### Set task
Write out only the tail of the records, beginning at the line containing "In this exercise you will mark each instance of the tile" and including the last line, exactly as written.

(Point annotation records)
start
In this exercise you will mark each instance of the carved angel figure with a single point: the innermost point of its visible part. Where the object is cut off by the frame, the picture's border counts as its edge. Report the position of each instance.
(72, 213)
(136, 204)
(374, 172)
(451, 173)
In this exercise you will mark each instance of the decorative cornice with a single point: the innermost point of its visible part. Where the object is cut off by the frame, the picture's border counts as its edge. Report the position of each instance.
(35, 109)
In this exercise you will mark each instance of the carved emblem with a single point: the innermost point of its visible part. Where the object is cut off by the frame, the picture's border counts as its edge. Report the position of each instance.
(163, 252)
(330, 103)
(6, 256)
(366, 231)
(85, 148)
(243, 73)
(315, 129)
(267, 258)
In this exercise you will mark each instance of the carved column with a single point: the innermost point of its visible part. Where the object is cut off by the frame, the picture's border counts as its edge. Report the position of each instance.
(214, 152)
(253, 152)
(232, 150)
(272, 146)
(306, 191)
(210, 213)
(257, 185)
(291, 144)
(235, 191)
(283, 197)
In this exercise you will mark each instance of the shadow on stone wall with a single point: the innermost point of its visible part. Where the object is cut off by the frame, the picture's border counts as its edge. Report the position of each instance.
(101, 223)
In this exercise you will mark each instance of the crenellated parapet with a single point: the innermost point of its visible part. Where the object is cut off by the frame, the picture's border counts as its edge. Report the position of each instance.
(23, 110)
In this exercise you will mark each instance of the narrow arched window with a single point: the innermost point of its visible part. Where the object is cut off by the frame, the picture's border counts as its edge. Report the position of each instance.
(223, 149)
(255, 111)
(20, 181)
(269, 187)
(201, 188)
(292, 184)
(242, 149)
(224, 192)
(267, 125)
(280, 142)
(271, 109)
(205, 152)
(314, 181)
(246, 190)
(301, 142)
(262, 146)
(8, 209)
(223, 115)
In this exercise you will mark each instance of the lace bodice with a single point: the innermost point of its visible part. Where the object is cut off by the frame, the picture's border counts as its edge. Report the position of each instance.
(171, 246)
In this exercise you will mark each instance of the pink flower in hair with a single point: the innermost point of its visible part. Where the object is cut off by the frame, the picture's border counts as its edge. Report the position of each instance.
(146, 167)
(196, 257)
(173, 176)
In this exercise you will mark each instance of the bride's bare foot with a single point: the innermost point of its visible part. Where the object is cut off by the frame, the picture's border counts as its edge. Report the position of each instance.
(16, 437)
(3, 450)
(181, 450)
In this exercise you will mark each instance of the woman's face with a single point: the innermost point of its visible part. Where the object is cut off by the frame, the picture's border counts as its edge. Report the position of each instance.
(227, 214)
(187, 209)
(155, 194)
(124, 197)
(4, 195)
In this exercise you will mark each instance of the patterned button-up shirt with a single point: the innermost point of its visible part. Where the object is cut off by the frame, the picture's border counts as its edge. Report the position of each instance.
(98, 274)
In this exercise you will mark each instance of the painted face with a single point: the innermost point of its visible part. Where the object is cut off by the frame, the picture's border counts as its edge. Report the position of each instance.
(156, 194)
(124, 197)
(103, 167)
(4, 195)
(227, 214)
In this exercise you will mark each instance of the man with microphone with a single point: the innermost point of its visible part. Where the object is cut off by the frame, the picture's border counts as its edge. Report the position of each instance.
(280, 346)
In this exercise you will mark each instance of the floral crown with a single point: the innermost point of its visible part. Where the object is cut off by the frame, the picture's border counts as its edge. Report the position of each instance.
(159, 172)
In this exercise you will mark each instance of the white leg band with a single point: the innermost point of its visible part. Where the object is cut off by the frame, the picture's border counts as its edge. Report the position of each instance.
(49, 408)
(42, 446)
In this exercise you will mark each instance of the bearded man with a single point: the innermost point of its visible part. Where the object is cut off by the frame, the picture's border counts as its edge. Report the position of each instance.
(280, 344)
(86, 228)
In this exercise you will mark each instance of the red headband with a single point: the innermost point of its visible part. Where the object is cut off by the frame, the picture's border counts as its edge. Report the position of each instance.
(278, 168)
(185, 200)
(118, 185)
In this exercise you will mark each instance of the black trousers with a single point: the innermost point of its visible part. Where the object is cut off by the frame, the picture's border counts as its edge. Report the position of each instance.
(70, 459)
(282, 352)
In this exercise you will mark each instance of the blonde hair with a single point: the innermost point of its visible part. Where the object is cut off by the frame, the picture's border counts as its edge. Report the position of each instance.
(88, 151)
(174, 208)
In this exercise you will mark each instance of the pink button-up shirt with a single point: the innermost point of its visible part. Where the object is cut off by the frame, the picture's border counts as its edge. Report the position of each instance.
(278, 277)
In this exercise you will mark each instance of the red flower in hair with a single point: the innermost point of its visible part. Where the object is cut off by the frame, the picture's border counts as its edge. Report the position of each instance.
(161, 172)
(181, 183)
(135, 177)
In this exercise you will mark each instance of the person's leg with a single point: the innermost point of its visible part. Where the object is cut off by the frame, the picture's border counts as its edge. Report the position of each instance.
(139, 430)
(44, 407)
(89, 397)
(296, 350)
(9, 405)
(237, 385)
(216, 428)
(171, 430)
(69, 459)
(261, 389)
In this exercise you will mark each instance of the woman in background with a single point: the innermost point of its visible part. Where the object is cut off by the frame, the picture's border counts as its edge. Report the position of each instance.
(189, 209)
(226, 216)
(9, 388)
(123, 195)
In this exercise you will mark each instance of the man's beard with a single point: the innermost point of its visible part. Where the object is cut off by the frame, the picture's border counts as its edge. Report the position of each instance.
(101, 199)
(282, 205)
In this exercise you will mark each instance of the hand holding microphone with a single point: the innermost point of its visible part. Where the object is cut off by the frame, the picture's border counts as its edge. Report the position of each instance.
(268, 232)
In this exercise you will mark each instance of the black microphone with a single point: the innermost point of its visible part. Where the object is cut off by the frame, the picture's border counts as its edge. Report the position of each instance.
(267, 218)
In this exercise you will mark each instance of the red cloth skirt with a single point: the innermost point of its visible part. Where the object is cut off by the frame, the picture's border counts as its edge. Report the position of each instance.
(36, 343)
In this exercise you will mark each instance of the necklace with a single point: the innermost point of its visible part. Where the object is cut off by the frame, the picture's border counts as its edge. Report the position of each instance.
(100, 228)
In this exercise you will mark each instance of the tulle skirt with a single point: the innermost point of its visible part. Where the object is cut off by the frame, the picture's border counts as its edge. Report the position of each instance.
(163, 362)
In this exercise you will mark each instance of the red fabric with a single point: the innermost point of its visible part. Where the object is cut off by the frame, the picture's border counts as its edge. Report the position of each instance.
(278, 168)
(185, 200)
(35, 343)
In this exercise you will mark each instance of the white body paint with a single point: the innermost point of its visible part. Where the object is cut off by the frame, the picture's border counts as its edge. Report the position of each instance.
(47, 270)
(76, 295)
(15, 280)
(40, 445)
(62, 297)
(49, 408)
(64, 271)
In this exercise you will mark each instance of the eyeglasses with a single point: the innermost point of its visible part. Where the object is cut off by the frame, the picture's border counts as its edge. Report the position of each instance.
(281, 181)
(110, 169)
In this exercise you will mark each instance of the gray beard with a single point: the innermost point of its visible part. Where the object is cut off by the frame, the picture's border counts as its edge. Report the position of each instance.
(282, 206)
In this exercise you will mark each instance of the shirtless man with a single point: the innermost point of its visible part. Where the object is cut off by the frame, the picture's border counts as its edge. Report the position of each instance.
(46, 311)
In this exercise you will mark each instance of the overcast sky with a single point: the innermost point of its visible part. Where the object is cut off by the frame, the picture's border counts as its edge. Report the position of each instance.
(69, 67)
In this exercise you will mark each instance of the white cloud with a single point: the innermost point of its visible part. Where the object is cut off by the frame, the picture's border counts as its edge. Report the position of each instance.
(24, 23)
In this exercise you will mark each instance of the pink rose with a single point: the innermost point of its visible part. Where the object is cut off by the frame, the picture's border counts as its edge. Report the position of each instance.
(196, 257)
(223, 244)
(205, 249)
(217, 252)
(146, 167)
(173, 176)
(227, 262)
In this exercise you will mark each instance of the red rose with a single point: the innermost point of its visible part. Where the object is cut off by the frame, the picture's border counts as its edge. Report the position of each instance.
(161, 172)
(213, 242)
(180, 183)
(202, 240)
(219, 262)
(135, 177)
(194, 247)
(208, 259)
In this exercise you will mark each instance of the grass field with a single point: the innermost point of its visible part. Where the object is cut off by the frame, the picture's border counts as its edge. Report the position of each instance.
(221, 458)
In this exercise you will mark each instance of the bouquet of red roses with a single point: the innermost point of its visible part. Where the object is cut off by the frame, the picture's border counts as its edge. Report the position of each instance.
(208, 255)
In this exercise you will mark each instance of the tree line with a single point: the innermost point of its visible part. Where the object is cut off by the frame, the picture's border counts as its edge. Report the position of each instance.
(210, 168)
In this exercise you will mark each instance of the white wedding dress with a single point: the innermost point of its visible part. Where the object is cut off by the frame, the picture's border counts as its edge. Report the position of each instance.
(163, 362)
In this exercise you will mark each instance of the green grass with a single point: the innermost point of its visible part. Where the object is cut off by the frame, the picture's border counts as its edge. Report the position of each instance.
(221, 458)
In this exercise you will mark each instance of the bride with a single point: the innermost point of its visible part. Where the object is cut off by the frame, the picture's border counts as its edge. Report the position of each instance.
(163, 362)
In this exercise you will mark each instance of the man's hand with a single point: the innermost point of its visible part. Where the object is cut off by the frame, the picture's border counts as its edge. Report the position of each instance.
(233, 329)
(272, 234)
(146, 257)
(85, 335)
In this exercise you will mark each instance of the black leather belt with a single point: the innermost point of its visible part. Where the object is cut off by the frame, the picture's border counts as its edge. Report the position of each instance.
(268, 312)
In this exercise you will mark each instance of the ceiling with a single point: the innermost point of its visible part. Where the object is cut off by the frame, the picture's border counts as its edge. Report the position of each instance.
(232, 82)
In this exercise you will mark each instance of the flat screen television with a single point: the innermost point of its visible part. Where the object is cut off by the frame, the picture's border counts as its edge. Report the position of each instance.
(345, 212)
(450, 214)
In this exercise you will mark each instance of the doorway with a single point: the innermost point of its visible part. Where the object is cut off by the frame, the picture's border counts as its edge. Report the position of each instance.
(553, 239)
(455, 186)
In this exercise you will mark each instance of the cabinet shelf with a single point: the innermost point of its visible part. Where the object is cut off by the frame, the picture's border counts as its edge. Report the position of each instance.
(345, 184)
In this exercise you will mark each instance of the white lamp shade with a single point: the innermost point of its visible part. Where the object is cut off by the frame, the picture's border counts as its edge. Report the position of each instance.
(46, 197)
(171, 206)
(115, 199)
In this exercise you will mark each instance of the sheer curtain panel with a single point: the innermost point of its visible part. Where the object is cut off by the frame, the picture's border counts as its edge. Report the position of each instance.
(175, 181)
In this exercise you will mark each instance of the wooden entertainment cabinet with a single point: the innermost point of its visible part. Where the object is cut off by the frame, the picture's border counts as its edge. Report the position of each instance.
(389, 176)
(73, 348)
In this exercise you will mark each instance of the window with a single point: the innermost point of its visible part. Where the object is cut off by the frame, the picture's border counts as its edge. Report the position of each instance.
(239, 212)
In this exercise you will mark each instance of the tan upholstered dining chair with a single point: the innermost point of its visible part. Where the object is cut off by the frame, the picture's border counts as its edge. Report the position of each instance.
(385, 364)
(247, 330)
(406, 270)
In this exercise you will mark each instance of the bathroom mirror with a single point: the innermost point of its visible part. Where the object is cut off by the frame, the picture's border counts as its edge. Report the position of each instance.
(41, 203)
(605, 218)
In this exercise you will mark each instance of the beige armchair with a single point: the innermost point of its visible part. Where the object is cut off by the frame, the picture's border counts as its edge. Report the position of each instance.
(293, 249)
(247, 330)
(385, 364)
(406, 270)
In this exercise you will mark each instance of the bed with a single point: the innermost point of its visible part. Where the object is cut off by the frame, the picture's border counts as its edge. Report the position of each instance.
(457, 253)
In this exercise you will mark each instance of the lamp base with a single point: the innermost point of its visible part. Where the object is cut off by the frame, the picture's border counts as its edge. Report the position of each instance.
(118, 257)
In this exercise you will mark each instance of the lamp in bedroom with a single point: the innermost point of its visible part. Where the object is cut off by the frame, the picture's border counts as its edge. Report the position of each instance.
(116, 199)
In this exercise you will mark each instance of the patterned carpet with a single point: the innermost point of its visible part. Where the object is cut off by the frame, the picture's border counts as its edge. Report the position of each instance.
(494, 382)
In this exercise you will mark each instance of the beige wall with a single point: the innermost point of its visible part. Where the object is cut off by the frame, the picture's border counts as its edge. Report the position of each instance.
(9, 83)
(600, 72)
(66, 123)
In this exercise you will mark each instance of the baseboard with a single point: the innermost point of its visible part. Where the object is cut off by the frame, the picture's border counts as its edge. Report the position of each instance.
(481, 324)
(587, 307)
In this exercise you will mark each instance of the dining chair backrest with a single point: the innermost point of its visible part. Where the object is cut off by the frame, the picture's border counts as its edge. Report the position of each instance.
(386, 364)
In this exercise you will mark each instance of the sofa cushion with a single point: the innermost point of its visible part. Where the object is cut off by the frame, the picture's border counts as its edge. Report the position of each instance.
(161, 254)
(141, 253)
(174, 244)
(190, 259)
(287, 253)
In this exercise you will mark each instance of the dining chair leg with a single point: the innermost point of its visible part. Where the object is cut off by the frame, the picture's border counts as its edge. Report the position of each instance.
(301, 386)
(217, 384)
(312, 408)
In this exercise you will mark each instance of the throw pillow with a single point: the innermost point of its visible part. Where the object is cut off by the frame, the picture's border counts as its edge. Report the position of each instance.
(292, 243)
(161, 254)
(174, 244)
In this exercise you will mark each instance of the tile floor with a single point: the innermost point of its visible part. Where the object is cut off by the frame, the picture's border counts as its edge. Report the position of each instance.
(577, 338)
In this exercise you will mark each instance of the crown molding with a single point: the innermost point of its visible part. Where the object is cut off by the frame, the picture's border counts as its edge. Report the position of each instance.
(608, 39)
end
### Response to this task
In this exercise you will mark each instance of the tile floor with a single point: the innermost point of its visible part. Where the object is cut off by the frame, the picture's border counts as its edge. Report the position of each instance.
(577, 338)
In this exercise you will mark each instance of the crown molding with a single point: the innermost point of its visible part. Where the object is cut off by the frame, the picture's border counts as its edge. Report the position of each instance.
(608, 39)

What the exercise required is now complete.